CONSIGNE 1 —
Dans les enregistrements, reproduisez les lignes qui vont de celle contenant « Target: green leaf » jusqu'à celle contenant « 316), (345, 302)] » incluse, en remplaçant « even-odd » par « nonzero » et en laissant tout le reste intact.

TEXTE EXTRAIT —
La mine une affaire d’État ?

  • Christine Demmer, chargée de recherche au CNRS ( CNE )

    Cet enseignant est référent pour cette UE

  • Boris Deschanel, maître de conférences à l'Université d'Avignon et des pays de Vaucluse ( CNE )
  • Marion Fontaine, maître de conférences à l'Université d'Avignon et des pays de Vaucluse ( CNE )
  • Pierre-Yves Le Meur, directeur de recherche à l'IRD ( CNE )

S'il s'agit de l'enseignement principal d'un enseignant, le nom de celui-ci est indiqué en gras.

Mardi de 14 h à 17 h (EHESS-Marseille, Centre de la Vieille-Charité, 2 rue de la Charité 13002 Marseille), les 9 octobre, 6 novembre, 11 décembre 2018, 8 janvier et 5 février 2019 plus une journée d'étude qui sera fixée ultérieurement

La mine, c’est-à-dire le vaste champ des exploitations minières et des phénomènes sociaux, économiques, politiques, culturels qui leur sont associés, constitue un objet scientifique large qui suscite ces dernières années un intérêt renouvelé de la part des sciences sociales. Mais, si différentes disciplines s’attachent à la mine, elles l’ont fait jusqu’à présent chacune de leur côté, avec des points de vue et des terrains assez différents. Cette fragmentation des études minières a l’inconvénient de laisser persister des points aveugles et d’empêcher le renouvellement de toute une série de questionnements.

L’enjeu de ce séminaire, associant historiens et anthropologues, sera donc de mettre en œuvre un dialogue interdisciplinaire, mettant en perspective les périodes, les terrains et les cas, afin de proposer une approche politique des phénomènes miniers. Il s’agira en particulier, à travers le cas des mines, de s’interroger, à différentes échelles, sur les frontières qui séparent – ou parfois confondent – l’entreprise et l’institution publique et, plus largement, de se saisir du cas minier, dans toutes ses ambiguïtés, comme une manière de questionner la frontière public / privé à différentes époques et en divers lieux.

LIGNES DE DONNÉES —
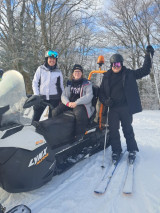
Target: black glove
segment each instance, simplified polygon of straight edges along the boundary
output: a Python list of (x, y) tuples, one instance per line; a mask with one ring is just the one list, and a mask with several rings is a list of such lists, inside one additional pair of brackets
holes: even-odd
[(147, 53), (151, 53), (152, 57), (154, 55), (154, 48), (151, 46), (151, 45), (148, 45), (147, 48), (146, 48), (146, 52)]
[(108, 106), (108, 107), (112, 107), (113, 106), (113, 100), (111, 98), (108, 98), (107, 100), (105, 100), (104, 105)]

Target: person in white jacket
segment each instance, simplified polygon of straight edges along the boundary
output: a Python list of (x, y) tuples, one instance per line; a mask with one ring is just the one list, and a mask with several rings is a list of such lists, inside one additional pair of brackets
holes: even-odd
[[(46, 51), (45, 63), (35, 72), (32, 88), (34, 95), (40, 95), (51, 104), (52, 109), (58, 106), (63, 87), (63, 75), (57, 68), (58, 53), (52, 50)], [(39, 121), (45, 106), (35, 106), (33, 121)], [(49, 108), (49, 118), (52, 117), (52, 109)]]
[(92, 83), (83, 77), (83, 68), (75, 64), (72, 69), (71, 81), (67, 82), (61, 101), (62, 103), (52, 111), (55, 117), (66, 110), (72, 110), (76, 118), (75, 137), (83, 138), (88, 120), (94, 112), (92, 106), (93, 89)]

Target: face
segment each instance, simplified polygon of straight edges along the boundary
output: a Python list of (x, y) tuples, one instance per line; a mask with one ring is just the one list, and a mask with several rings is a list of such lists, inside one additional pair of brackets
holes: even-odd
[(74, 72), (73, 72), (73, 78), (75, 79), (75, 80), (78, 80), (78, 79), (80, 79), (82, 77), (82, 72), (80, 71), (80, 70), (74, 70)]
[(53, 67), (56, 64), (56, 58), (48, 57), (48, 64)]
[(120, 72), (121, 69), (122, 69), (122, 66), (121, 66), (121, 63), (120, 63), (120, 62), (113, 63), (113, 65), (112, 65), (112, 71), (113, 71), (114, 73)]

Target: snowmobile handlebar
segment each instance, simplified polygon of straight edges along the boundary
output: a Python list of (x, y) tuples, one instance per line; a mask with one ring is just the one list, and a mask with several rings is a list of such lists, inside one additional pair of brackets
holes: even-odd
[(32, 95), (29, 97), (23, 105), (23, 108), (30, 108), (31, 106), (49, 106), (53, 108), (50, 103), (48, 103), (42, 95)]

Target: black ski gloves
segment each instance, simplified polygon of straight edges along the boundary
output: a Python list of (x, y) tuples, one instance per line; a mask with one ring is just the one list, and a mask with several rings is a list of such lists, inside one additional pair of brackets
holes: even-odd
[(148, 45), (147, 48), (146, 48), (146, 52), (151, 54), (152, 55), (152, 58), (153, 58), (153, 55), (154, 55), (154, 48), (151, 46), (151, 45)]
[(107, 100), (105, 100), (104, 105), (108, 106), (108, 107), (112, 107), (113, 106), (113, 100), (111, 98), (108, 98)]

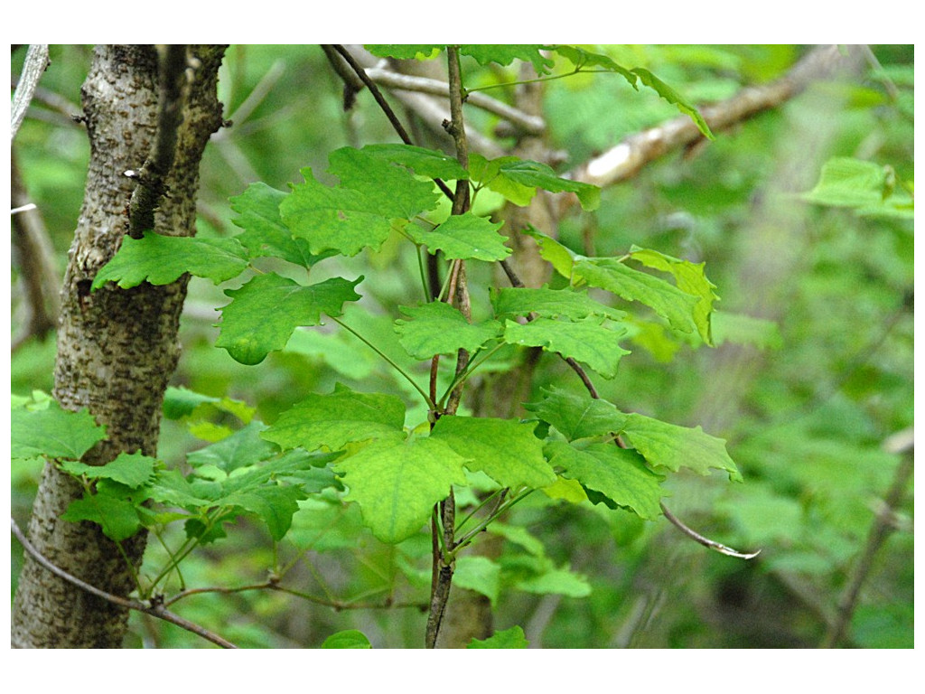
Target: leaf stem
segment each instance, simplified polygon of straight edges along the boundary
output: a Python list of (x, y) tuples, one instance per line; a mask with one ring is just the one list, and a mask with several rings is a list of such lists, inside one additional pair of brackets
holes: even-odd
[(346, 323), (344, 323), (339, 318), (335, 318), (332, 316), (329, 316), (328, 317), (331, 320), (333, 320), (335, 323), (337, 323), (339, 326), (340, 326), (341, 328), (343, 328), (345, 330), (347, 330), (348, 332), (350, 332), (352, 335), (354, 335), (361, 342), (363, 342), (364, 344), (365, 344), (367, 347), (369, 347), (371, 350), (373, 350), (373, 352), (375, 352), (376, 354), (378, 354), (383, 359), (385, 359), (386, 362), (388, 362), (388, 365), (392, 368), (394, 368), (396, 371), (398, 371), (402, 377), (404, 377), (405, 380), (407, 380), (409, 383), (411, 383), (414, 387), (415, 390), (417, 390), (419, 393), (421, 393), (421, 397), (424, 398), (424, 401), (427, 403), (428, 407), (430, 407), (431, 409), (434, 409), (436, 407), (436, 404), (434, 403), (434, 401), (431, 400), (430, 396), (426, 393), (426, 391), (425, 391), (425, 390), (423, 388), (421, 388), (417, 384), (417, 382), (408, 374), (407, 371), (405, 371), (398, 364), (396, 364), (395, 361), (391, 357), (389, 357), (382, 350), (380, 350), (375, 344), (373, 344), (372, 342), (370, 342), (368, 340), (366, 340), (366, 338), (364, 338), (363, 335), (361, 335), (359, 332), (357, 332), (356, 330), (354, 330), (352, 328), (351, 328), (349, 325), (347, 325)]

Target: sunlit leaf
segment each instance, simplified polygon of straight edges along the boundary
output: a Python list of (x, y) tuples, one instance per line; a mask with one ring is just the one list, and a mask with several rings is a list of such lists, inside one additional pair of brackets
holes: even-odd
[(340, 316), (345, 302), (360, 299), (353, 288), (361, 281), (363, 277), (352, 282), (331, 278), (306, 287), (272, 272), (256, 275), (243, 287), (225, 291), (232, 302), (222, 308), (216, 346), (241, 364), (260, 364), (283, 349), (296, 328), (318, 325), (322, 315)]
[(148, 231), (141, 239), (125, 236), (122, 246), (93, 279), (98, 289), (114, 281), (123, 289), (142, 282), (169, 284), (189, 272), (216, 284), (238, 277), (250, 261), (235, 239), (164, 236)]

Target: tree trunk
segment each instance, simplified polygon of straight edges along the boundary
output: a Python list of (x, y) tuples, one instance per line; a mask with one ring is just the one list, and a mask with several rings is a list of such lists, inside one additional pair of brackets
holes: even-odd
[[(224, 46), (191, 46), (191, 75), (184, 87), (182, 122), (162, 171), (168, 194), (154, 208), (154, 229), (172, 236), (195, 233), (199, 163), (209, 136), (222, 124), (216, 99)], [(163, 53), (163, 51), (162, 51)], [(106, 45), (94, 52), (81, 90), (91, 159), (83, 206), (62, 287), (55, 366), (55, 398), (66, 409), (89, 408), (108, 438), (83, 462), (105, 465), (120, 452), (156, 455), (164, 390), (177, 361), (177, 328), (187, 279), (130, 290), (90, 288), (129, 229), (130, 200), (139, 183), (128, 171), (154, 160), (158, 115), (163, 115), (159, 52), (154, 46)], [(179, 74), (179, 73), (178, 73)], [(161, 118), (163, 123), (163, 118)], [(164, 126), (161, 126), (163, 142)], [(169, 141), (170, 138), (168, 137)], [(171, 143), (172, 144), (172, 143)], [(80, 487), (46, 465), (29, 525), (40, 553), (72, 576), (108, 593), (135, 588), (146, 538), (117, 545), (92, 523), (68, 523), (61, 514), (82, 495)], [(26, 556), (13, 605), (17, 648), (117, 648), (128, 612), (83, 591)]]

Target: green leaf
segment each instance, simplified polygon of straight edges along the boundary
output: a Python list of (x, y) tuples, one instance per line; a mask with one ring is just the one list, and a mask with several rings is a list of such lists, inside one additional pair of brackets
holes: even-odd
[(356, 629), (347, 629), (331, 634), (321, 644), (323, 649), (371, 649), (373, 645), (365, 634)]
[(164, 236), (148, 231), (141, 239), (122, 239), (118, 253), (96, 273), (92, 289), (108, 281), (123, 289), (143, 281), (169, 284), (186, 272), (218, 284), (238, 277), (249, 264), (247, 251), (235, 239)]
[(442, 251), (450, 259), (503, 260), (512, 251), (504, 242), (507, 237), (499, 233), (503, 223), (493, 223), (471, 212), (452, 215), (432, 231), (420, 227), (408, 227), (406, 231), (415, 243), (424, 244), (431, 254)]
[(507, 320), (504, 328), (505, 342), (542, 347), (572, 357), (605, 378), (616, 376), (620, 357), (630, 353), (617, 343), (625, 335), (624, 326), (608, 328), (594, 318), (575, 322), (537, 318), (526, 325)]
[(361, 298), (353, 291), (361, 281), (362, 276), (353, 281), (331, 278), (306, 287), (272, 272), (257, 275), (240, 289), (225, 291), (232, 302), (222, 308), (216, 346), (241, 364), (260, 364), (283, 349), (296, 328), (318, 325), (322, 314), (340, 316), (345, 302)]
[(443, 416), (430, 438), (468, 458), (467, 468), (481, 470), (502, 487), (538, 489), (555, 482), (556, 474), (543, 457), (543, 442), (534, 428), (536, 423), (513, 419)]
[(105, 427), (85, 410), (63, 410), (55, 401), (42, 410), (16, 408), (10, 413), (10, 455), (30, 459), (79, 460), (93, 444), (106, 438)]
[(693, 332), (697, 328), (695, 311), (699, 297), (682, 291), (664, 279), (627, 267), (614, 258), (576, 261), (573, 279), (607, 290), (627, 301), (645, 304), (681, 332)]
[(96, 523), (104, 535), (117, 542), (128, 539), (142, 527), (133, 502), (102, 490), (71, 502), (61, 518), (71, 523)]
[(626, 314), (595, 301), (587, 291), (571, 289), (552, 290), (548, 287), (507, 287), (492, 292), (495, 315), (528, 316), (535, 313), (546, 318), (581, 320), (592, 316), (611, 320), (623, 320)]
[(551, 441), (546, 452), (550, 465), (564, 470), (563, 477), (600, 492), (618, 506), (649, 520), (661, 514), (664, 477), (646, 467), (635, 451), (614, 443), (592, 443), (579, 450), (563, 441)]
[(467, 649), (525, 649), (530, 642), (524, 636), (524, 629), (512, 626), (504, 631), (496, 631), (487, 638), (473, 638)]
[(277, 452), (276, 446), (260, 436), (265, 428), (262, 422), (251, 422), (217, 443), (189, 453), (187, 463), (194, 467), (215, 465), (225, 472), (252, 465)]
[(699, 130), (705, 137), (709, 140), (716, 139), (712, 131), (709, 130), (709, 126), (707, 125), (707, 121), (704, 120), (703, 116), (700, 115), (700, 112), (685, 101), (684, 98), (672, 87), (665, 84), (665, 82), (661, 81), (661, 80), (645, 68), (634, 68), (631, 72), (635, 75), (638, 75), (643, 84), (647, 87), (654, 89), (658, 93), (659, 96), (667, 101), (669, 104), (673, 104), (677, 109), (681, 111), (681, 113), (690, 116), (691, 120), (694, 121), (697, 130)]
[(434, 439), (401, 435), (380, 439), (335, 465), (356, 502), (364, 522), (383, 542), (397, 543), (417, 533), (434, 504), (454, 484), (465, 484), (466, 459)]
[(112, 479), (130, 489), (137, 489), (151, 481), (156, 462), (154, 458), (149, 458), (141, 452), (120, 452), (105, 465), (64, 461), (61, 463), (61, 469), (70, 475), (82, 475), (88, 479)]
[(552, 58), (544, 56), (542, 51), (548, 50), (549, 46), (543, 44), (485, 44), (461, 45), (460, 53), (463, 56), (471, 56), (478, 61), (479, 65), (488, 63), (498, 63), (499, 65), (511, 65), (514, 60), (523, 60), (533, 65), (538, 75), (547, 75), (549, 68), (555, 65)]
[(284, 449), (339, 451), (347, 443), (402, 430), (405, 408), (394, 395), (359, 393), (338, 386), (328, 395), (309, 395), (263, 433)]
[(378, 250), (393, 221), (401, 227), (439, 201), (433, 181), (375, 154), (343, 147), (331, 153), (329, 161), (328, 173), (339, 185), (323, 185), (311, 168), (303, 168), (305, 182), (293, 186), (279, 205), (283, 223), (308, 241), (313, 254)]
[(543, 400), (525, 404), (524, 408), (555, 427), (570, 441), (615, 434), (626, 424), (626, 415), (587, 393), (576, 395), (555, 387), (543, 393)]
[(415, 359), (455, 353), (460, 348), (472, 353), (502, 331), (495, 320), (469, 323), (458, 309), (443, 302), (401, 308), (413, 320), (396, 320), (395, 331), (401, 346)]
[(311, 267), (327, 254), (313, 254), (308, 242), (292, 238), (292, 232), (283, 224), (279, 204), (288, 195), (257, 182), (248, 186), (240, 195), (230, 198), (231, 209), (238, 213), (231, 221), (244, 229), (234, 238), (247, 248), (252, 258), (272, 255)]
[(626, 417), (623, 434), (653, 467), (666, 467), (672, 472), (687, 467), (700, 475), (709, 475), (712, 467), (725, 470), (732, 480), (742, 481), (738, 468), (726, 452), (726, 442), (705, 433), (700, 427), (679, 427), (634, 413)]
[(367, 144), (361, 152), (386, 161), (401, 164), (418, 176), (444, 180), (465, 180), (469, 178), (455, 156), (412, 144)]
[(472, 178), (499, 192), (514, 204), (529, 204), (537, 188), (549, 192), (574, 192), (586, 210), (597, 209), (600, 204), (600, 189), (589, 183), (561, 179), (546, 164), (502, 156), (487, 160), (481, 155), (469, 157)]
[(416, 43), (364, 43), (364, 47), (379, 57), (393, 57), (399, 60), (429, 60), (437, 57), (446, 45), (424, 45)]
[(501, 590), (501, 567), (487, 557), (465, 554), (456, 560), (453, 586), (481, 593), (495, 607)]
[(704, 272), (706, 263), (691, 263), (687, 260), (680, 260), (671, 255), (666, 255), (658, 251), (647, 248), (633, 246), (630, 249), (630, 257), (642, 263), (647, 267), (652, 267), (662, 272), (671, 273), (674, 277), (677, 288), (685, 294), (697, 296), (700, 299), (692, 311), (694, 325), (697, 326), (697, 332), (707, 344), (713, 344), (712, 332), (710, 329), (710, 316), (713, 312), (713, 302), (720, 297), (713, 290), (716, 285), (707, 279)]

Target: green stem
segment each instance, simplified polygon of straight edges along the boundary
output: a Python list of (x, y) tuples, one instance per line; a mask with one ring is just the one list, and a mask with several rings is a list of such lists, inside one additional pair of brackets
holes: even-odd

CONSIGNE 2 —
D'après le texte présentant le séminaire sur la mine, quel inconvénient présente la fragmentation des études minières ?

RÉSULTAT 1 —
Target: green leaf
segment each instance, simplified polygon of straight edges along the boundary
output: a Python list of (x, y) tuples, one instance per line; a mask with one ring is just the one list, and a mask with several rings is a list of such lists, inside one additional pair of brackets
holes: nonzero
[(356, 629), (347, 629), (331, 634), (321, 644), (323, 649), (371, 649), (373, 645), (365, 634)]
[(164, 236), (148, 231), (141, 239), (122, 239), (118, 253), (96, 273), (92, 289), (108, 281), (123, 289), (143, 281), (169, 284), (186, 272), (218, 284), (238, 277), (249, 264), (247, 251), (235, 239)]
[(442, 251), (450, 259), (503, 260), (512, 251), (504, 242), (507, 237), (499, 233), (503, 223), (493, 223), (471, 212), (452, 215), (432, 231), (420, 227), (408, 227), (406, 231), (415, 243), (424, 244), (431, 254)]
[(507, 320), (504, 328), (505, 342), (542, 347), (572, 357), (605, 378), (616, 376), (620, 357), (630, 353), (617, 343), (625, 335), (624, 326), (608, 328), (594, 318), (575, 322), (537, 318), (526, 325)]
[(361, 298), (353, 291), (361, 281), (362, 276), (353, 281), (331, 278), (306, 287), (272, 272), (257, 275), (240, 289), (225, 291), (232, 302), (222, 308), (216, 346), (241, 364), (260, 364), (283, 349), (296, 328), (318, 325), (322, 314), (340, 316), (345, 302)]

RÉSULTAT 2 —
Elle laisse persister des points aveugles et empêche le renouvellement de toute une série de questionnements.